╭─ Tekstfragment

Onlangs verscheen het boekje ‘Vrijheid van meningsuiting voor beginners’. Hierin laat auteur Renzo Verwer zien dat er nog veel onbegrip bestaat over de waarde van het vrije woord in een democratische samenleving.
Door: Jos van Dijk, oud-redacteur van IP
De vrijheid van meningsuiting is in ons land vanzelfsprekend. Iedereen is er voor, als je er naar vraagt. Maar in de praktijk van het publieke debat blijkt maar al te vaak dat veel mensen niet begrijpen waar het werkelijk om gaat. Iedereen eist voor zichzelf het recht op om te zeggen wat hij wil, maar velen onthouden niet zelden anderen het recht om dat ook te doen.
In het publieke debat meet iedereen met twee maten, volgens Meindert Fennema op de achterflap van het boek: één voor zichzelf en één voor de tegenstander. Je mag niet schelden, niet beledigen, geen haat zaaien, geen vergelijking maken met Hitler, je moet fatsoenlijk blijven, terughoudend zijn, en ga zo maar door. Verwer maakt zich in zijn boek kwaad over het feit dat we deze vrijheid zo weinig serieus nemen. Dat er altijd een ‘maar’ is als iemand verklaart voorstander van de vrijheid van meningsuiting te zijn.

╰─

• Opdracht: Vervang in het tekstfragment "boekje" door "pamflet" en geef het deel tussen "Onlangs verscheen het" en "een democratische samenleving.", beide inbegrepen, opnieuw weer. Het materiaal staat los van het tekstfragment.

╭─ Gegevens

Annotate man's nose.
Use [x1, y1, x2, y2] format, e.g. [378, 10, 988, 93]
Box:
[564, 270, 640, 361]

╰─

• Schriftelijk antwoord:
Onlangs verscheen het pamflet ‘Vrijheid van meningsuiting voor beginners’. Hierin laat auteur Renzo Verwer zien dat er nog veel onbegrip bestaat over de waarde van het vrije woord in een democratische samenleving.